| DIRECTIONS FOR THIS TASK |
Gather each line of the entries below that includes "pine".

++++++

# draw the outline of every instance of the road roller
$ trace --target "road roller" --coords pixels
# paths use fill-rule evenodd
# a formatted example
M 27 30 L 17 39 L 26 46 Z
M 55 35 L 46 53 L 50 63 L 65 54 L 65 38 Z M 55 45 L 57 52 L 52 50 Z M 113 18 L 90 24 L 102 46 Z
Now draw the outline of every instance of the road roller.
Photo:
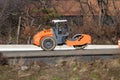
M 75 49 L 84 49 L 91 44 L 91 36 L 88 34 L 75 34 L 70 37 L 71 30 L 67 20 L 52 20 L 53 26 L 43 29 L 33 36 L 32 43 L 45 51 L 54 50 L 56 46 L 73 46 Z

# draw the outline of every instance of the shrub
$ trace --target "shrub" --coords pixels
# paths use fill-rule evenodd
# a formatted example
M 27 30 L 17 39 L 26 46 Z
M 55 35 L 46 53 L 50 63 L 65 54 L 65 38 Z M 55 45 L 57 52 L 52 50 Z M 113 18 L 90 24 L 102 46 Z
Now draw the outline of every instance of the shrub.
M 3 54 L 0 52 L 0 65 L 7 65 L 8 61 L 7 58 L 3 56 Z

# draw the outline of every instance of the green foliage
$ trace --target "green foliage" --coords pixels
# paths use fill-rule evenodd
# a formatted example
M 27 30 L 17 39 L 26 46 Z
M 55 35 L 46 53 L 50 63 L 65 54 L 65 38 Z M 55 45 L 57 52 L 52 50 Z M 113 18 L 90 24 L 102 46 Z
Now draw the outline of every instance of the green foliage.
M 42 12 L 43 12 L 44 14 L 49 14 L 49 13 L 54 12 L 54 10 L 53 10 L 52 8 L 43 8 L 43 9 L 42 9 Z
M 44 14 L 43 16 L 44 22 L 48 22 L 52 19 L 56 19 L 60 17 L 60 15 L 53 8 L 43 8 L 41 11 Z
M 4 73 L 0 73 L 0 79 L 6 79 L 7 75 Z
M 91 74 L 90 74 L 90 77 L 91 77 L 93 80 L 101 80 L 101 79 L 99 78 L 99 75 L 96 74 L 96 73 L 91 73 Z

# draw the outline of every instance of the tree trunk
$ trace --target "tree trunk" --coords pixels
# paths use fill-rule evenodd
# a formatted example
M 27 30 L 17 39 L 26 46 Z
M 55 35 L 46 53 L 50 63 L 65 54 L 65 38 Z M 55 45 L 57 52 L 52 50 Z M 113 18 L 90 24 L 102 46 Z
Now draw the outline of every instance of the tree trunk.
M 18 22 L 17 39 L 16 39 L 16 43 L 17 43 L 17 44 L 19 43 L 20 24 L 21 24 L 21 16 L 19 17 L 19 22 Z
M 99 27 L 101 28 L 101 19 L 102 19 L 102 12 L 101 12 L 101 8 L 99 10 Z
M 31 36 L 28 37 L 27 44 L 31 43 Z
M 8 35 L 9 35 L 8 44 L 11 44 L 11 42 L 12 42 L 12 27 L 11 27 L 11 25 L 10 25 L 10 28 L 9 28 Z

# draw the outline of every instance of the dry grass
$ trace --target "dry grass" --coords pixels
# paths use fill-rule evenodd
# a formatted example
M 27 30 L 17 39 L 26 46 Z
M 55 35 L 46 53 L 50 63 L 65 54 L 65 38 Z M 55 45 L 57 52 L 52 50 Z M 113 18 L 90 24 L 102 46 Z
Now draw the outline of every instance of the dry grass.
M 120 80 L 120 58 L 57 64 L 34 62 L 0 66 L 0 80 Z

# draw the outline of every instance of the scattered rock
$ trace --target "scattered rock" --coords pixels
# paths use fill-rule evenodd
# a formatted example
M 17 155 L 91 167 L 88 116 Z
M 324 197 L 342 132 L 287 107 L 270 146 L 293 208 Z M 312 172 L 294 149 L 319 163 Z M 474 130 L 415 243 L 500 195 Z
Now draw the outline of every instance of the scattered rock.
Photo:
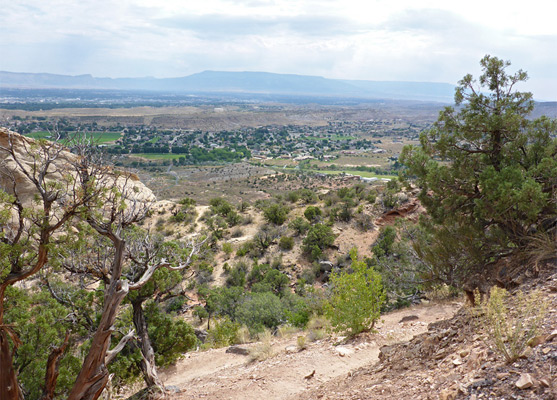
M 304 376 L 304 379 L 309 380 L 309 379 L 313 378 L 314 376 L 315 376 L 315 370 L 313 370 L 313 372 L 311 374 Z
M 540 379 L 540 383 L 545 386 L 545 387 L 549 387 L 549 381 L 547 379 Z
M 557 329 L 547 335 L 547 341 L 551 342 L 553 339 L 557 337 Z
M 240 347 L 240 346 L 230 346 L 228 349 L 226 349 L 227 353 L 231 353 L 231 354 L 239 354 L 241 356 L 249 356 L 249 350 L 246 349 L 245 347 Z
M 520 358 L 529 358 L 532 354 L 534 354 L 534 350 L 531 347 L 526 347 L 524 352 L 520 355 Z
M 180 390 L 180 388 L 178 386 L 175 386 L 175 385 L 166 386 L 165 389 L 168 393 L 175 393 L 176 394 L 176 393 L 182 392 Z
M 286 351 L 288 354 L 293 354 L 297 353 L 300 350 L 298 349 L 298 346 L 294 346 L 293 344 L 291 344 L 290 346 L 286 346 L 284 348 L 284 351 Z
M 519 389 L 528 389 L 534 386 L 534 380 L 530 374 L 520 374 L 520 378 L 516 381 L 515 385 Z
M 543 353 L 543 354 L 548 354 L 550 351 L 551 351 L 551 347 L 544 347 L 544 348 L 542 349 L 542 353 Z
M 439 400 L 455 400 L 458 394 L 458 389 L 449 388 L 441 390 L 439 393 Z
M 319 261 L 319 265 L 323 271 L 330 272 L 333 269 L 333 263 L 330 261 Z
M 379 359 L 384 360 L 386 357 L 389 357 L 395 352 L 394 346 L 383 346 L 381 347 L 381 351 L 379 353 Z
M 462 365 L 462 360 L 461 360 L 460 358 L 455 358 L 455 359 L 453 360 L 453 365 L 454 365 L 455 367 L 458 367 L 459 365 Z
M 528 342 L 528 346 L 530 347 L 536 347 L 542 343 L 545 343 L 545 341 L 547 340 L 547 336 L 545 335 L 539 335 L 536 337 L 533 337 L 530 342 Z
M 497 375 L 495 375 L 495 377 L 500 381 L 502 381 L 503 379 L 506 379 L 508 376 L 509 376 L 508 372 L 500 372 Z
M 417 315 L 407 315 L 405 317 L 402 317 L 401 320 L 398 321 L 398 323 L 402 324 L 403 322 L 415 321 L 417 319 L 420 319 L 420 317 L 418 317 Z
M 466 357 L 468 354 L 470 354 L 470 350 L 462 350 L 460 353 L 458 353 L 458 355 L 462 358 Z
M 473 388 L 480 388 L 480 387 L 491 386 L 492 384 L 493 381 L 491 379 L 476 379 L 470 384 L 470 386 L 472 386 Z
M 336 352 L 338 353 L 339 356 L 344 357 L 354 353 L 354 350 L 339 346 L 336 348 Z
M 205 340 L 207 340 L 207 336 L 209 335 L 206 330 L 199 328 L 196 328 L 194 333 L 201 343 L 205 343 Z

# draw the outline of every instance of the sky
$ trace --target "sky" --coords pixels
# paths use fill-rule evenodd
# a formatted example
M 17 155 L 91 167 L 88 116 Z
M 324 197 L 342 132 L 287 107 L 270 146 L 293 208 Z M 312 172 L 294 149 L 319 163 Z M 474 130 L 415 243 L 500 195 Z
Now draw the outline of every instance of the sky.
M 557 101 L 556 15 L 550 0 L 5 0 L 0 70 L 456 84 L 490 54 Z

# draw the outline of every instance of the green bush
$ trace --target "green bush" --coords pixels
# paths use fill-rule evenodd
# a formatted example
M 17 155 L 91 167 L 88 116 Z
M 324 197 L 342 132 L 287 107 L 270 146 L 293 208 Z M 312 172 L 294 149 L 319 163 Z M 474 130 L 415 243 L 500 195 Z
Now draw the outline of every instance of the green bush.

++++++

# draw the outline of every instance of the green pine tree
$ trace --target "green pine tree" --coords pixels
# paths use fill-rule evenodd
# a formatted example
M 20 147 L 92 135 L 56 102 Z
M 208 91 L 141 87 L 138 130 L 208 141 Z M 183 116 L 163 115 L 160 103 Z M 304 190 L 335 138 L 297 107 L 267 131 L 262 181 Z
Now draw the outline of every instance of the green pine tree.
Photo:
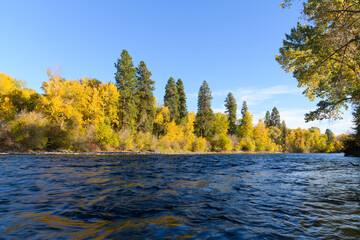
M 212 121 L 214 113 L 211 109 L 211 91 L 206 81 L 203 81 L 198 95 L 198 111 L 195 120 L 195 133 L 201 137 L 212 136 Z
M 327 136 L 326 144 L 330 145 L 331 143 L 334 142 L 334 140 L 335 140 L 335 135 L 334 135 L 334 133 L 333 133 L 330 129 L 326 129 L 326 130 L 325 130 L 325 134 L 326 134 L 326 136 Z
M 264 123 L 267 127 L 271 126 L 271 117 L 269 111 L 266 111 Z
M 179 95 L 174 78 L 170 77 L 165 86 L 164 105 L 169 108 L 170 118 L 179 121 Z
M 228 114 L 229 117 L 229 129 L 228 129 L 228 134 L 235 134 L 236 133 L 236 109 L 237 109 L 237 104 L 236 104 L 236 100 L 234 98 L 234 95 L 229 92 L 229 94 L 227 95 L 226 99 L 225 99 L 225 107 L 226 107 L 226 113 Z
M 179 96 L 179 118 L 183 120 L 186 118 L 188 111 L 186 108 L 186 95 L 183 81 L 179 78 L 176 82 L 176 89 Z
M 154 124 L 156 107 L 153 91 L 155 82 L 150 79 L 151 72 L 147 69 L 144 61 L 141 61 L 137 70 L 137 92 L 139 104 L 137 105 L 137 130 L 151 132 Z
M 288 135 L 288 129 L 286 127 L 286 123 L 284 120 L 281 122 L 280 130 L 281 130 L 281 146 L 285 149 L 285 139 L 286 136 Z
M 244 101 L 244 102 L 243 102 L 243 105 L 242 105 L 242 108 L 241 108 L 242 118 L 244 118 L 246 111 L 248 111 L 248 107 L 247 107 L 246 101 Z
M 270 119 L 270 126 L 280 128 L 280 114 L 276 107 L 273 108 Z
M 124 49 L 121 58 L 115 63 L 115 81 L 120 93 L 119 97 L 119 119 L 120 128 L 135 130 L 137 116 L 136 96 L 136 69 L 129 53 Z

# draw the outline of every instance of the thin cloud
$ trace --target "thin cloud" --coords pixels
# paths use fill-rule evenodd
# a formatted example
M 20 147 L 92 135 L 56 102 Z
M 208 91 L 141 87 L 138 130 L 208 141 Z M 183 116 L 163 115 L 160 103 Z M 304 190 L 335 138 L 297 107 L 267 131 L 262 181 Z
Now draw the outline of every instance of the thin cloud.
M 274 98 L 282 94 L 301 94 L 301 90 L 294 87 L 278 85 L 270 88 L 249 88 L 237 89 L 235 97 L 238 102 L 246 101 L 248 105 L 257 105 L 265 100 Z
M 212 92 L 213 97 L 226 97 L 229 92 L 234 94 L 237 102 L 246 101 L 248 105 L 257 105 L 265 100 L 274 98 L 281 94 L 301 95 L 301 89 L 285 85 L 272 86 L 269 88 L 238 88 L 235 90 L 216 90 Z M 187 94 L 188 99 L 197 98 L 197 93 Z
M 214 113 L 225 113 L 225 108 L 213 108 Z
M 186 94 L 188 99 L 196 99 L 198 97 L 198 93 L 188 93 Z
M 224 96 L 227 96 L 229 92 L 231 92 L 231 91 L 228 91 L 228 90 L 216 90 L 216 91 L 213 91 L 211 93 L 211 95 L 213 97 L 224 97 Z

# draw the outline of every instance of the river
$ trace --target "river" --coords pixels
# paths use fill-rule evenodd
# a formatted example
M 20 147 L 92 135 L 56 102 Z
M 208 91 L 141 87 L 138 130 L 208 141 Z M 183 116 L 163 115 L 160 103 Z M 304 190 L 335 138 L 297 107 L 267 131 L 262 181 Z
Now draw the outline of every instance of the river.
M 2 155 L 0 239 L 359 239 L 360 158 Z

++++++

| REPLY TO THE TASK |
# draw the outline of every instance of the green pine tree
$ trace --target "green pine tree" --coords pixels
Now draw the outline of every instance of the green pine tree.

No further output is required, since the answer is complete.